AIM: Return the data below as a JSON list of strings, one string per line, leaving out blank lines and any pictures.

___ TASK INPUT ___

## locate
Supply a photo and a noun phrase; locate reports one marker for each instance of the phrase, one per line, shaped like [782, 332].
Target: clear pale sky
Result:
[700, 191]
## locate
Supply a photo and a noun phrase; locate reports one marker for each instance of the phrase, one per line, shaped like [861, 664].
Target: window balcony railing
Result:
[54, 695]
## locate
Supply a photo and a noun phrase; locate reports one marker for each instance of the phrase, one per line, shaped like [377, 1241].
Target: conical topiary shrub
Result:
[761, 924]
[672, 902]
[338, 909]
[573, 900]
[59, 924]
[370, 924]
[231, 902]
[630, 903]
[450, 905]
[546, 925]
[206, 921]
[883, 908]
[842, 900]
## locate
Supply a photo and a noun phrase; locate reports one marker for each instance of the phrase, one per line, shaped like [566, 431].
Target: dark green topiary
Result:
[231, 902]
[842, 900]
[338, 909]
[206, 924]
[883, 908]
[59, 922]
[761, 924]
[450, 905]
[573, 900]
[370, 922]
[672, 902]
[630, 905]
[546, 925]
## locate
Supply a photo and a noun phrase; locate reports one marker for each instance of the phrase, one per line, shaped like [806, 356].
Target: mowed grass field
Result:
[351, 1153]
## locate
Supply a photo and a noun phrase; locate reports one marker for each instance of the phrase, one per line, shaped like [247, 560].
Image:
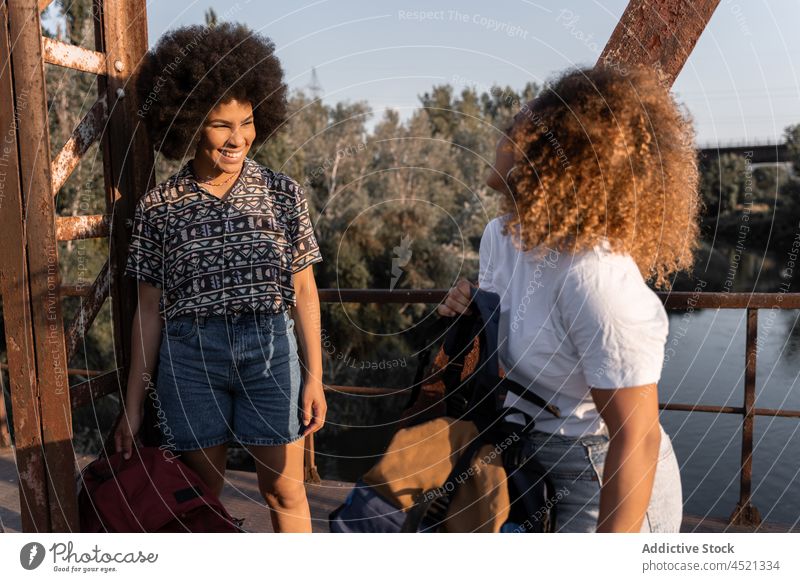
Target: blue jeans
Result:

___

REPLY:
[
  "## locate",
  "Supply a photo and a noun phrase; locate reports one marker for each instance of the phrase, one per line, shaped like [782, 332].",
  "Target: clear pale sky",
  "Result:",
  "[700, 191]",
  "## locate",
  "Supply a photo and a noun phrase; locate reports one marker for each instance of the phrase, one per line, shaped like [861, 664].",
  "Target: window balcony railing",
  "Result:",
  "[54, 695]",
  "## locate",
  "Supply a photo and a noun phrase; locate reports one marker for each instance of the phrase, one per line, shaped like [377, 1241].",
  "Target: conical topiary shrub",
  "Result:",
  "[761, 924]",
  "[672, 902]",
  "[338, 909]",
  "[573, 900]",
  "[59, 924]",
  "[370, 924]",
  "[231, 902]",
  "[630, 903]",
  "[450, 905]",
  "[546, 925]",
  "[206, 921]",
  "[883, 908]",
  "[842, 900]",
  "## locate",
  "Supply a photo and a noun phrase; locate reports one marker for each instance of the phrase, one per line, shaped like [566, 431].",
  "Target: dark green topiary",
  "Result:",
  "[231, 902]",
  "[842, 900]",
  "[338, 909]",
  "[206, 924]",
  "[883, 908]",
  "[59, 922]",
  "[761, 924]",
  "[450, 905]",
  "[573, 900]",
  "[370, 922]",
  "[672, 902]",
  "[630, 905]",
  "[546, 925]",
  "## locate",
  "Supply a photo and a noun phrase; locate reports one marker for each instance of the phrase, one per line, shaped like [806, 356].",
  "Target: mowed grass field",
  "Result:",
  "[351, 1153]",
  "## locate",
  "Supply a photo and a noun phrase; locate reports one marker for each instance of the phrase, one per line, shaped like [247, 560].",
  "Image:",
  "Target: blue jeans",
  "Result:"
]